> **PROBLEM STATEMENT**: For the listing below, the answer is an exact retyping of the lines from the one with "Target: closet" through the one with "helmet. Write the coordinates, one line per instance.", both included, without pictures.

> **RECORDS**:
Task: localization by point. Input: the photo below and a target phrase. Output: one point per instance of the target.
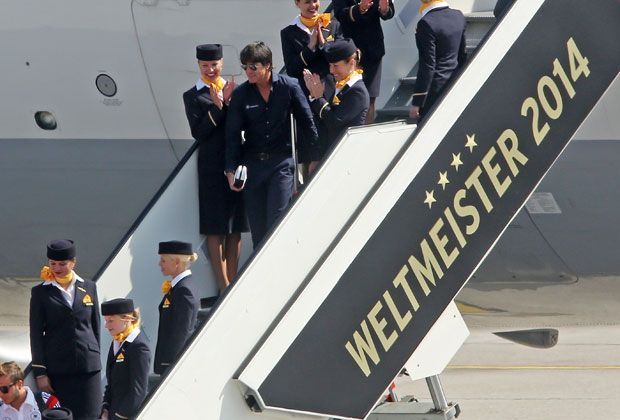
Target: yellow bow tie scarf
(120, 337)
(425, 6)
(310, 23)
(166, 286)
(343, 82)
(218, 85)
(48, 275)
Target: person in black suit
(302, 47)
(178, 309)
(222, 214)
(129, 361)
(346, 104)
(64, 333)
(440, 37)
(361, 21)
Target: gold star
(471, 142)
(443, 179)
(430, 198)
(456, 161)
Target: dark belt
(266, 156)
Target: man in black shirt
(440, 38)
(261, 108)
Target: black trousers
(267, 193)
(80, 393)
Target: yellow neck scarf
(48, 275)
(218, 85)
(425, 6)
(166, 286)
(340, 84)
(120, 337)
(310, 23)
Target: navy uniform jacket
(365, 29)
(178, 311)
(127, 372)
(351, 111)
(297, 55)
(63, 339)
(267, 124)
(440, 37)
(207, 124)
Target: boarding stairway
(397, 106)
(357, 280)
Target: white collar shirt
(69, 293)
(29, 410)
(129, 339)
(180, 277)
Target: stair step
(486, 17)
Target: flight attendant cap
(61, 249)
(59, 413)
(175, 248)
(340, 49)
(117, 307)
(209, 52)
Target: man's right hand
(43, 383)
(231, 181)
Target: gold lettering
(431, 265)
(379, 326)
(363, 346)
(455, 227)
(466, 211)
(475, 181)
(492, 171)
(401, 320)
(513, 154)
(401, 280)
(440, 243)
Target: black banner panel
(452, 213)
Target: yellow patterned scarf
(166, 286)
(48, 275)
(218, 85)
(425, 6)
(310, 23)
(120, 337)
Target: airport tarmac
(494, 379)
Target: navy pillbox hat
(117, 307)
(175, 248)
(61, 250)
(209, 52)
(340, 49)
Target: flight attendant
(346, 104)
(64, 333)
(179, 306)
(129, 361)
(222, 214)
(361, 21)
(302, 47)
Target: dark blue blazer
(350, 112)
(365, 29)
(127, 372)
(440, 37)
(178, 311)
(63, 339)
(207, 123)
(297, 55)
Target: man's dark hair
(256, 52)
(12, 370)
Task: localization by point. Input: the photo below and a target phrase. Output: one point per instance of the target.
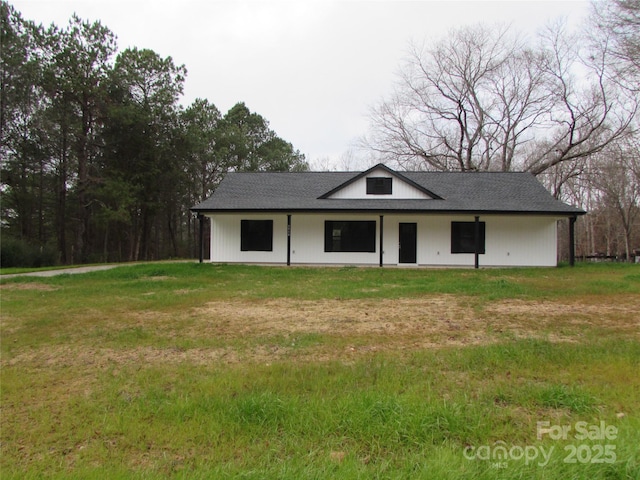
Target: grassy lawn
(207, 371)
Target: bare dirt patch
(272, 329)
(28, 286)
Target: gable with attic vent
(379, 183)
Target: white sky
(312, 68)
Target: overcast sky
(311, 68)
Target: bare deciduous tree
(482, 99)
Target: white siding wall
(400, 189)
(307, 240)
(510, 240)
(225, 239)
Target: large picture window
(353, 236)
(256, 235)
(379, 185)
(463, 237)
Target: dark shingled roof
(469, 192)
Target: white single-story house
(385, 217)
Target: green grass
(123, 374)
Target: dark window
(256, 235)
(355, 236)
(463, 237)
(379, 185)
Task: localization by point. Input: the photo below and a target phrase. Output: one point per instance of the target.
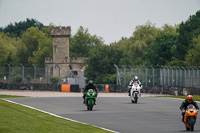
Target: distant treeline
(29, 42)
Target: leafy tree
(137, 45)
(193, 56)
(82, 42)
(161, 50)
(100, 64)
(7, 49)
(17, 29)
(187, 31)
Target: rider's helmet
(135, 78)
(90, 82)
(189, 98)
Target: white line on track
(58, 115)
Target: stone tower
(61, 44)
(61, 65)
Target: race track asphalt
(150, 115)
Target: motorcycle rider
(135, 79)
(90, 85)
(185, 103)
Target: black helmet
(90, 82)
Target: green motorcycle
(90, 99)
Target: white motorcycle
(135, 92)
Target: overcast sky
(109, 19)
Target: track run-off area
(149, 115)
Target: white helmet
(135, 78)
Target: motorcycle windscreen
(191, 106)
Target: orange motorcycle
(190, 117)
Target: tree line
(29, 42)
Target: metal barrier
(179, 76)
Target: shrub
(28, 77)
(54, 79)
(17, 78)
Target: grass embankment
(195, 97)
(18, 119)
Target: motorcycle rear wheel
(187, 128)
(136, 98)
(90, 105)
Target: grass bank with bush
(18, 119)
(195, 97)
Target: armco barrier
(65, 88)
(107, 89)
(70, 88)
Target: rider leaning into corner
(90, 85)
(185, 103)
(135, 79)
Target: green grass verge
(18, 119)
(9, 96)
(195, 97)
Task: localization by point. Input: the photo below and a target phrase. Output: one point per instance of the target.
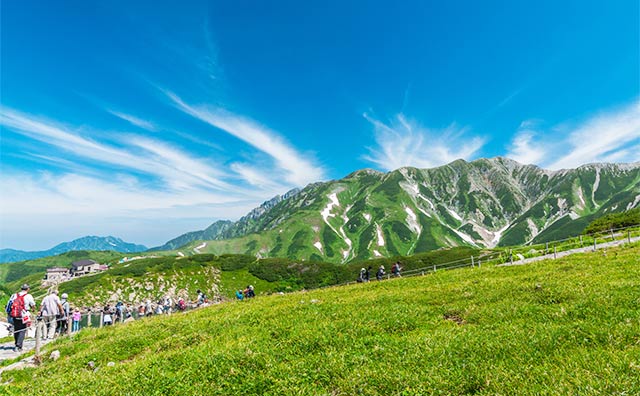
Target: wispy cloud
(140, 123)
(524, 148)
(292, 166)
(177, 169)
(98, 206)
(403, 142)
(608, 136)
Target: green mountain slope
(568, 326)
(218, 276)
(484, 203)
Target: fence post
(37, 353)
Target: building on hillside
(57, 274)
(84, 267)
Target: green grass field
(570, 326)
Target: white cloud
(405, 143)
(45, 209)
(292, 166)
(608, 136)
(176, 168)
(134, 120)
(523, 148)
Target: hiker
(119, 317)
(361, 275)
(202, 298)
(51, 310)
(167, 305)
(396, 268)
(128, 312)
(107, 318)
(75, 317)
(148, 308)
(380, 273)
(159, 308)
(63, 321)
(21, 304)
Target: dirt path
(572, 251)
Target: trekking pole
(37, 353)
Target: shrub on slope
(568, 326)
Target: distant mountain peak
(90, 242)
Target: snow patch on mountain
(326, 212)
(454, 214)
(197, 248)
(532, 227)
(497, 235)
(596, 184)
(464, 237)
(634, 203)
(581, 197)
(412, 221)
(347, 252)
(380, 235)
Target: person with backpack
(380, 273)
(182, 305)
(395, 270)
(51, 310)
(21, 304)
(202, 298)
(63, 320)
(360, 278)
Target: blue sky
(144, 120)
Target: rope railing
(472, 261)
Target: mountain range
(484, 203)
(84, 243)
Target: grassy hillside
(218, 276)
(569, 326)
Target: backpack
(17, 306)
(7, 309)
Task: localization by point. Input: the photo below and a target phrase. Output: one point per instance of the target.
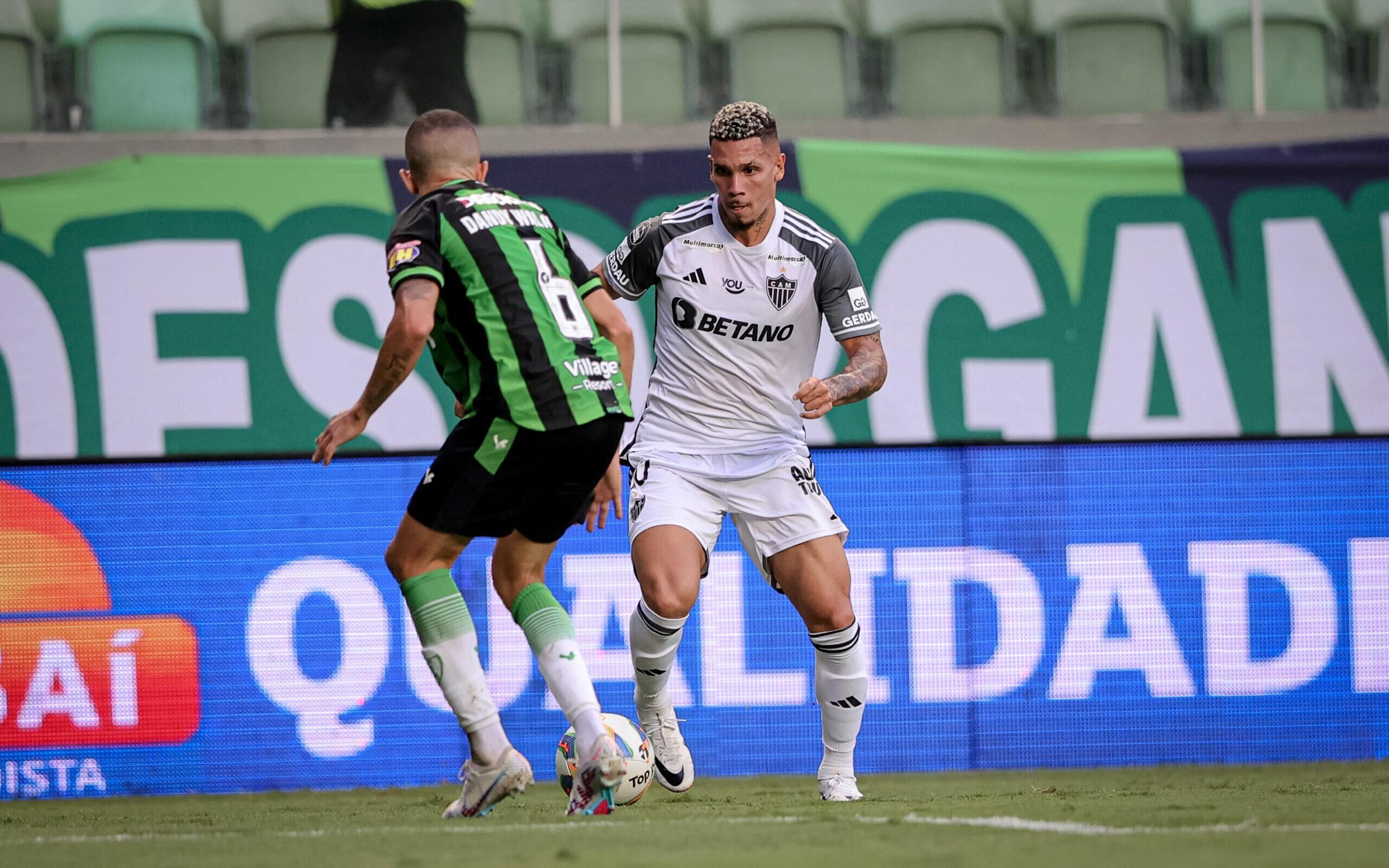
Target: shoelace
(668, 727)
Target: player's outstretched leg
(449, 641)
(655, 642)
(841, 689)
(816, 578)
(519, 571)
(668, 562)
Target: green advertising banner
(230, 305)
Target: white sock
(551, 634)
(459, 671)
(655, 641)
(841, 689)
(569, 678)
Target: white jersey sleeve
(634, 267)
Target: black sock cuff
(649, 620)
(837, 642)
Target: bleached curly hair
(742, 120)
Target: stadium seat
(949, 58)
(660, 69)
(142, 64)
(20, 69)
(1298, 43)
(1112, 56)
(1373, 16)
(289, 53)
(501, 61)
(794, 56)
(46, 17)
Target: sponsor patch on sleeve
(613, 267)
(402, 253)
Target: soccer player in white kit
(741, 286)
* * *
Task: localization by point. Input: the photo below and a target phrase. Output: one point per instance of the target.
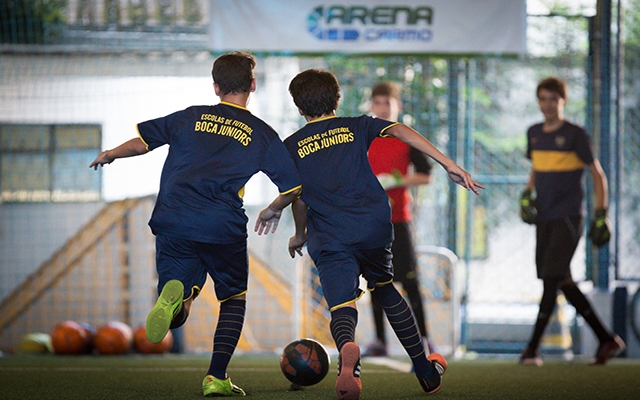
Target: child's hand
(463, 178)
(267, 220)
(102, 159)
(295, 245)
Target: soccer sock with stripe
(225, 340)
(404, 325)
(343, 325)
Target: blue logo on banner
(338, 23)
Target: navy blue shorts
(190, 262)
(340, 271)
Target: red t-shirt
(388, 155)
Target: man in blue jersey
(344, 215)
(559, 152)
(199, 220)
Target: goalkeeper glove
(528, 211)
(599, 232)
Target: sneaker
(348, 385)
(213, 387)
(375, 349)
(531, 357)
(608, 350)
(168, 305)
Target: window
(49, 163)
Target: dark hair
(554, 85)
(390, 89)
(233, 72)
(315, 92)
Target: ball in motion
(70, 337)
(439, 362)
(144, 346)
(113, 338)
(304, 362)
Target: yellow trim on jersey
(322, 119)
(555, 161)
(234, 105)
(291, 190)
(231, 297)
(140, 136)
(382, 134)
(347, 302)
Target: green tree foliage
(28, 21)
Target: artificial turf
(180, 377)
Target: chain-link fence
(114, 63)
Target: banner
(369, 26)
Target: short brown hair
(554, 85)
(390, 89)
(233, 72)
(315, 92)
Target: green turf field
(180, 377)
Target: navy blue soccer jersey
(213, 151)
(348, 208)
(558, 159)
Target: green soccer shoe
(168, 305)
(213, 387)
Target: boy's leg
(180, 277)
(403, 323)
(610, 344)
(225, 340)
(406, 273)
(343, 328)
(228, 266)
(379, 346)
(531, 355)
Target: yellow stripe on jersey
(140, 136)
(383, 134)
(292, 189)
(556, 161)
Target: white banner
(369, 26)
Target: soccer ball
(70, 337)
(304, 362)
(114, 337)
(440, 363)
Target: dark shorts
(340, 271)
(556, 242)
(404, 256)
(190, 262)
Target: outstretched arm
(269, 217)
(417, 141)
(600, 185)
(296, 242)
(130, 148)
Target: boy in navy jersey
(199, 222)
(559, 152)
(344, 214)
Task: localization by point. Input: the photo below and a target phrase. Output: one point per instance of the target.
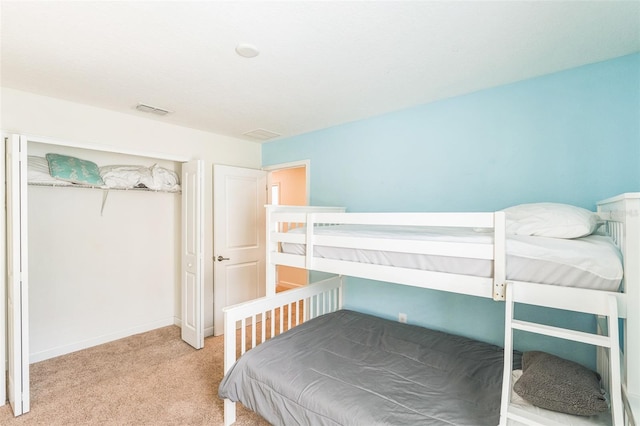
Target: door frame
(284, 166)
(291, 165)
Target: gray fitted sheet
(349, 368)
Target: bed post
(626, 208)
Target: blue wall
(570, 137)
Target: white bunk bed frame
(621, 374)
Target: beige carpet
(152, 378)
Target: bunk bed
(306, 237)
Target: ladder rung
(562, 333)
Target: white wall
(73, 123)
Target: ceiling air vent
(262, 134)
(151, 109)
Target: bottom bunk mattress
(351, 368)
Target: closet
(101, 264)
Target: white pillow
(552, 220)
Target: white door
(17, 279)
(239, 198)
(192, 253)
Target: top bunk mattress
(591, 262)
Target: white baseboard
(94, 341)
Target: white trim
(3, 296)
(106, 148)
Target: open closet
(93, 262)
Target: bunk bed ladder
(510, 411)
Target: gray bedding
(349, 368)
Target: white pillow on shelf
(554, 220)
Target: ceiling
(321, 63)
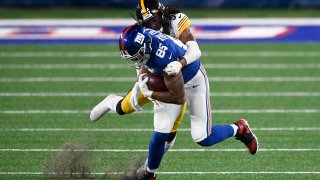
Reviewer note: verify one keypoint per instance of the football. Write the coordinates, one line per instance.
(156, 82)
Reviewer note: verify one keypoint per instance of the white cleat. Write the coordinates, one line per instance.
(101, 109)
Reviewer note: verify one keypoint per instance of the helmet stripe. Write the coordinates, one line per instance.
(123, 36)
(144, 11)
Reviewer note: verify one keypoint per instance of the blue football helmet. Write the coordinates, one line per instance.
...
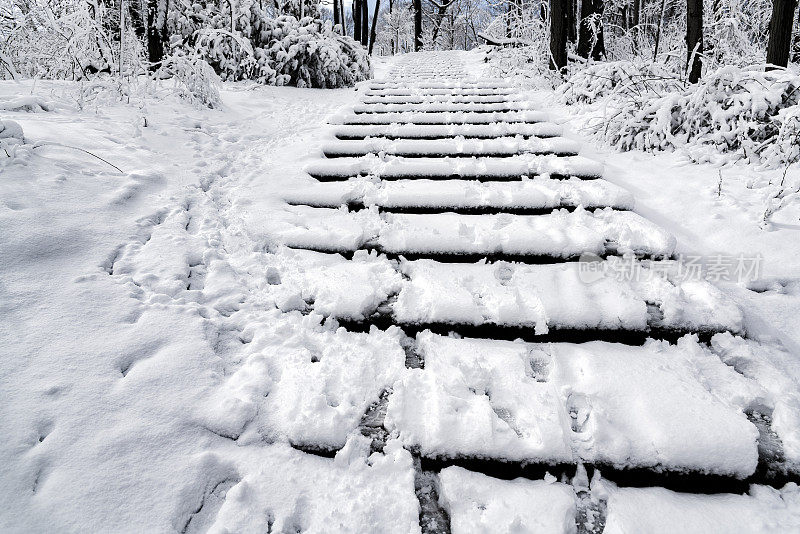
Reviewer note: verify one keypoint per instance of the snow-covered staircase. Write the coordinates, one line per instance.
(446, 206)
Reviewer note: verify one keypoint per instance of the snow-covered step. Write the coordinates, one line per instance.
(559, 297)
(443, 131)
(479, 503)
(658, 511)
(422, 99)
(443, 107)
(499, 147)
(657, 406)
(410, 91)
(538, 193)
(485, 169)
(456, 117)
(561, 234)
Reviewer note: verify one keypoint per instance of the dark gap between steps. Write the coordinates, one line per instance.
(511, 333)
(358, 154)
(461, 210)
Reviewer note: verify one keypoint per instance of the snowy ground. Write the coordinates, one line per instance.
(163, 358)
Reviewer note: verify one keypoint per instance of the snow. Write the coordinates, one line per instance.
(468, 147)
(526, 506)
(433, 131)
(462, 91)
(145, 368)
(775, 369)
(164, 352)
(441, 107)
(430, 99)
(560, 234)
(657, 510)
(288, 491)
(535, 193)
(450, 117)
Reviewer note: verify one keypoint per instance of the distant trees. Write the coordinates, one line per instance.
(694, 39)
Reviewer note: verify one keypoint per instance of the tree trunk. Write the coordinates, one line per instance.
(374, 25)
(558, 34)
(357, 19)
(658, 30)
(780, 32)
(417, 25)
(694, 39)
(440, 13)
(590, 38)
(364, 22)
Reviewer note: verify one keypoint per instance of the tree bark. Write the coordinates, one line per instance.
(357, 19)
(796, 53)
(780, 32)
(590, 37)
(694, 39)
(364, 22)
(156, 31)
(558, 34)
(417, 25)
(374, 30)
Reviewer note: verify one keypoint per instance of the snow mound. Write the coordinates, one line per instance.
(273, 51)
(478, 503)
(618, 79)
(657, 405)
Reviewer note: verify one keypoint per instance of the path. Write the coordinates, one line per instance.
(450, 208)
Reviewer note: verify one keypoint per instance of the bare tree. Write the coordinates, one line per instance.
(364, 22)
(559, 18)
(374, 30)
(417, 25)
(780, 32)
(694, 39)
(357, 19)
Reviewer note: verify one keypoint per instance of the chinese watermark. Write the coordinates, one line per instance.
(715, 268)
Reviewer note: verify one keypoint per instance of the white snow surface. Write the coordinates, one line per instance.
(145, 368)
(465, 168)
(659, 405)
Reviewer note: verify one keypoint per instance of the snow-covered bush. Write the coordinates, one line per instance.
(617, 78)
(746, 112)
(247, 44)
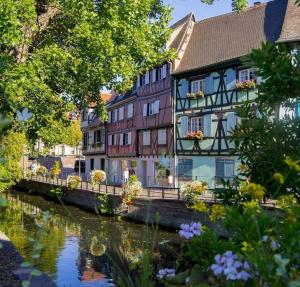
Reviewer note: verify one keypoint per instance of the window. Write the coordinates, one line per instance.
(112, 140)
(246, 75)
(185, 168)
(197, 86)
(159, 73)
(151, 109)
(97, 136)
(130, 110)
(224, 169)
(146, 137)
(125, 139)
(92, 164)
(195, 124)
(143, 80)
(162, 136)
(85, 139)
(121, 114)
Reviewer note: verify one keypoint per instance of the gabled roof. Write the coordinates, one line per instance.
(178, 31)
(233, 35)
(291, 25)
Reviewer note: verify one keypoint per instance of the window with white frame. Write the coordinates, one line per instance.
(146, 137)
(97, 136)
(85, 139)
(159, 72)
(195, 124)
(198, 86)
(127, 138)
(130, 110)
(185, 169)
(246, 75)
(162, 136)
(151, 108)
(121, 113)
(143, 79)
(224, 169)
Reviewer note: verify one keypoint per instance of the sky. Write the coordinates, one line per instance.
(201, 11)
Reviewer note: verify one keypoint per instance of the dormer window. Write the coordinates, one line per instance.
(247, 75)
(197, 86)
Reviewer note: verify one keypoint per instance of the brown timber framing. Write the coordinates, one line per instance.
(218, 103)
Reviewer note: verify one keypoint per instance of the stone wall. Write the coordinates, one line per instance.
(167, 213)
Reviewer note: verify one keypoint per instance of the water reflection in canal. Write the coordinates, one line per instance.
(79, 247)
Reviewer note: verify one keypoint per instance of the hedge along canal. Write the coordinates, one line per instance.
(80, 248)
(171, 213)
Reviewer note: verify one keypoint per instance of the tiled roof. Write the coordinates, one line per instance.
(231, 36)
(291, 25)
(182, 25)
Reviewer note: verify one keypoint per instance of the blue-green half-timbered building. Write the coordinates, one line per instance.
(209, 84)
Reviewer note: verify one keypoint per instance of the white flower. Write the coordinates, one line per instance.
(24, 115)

> **RESULT**:
Target: closet
(101, 264)
Target: white pillow
(552, 220)
Target: white door
(17, 279)
(239, 198)
(192, 253)
Target: top bunk mattress
(591, 262)
Target: white baseboard
(94, 341)
Target: white trim
(3, 296)
(106, 148)
Target: open closet
(93, 262)
Target: bunk bed ladder
(510, 411)
Target: gray bedding
(349, 368)
Target: white pillow on shelf
(554, 220)
Target: ceiling
(321, 63)
Reviewer note: verify one keypoint per instance of the football. Write the coordinates, one line per instance.
(156, 82)
Reviewer note: verify one keypoint per instance of the white cleat. Write the coordinates, one line per instance.
(101, 109)
Reviewer note: verify one keypoint per instance of the helmet stripe. Write the coordinates, one line per instance.
(123, 36)
(144, 11)
Reviewer note: verify one keypoint per instance of the blue football helmet. Write the coordinates, one line per instance.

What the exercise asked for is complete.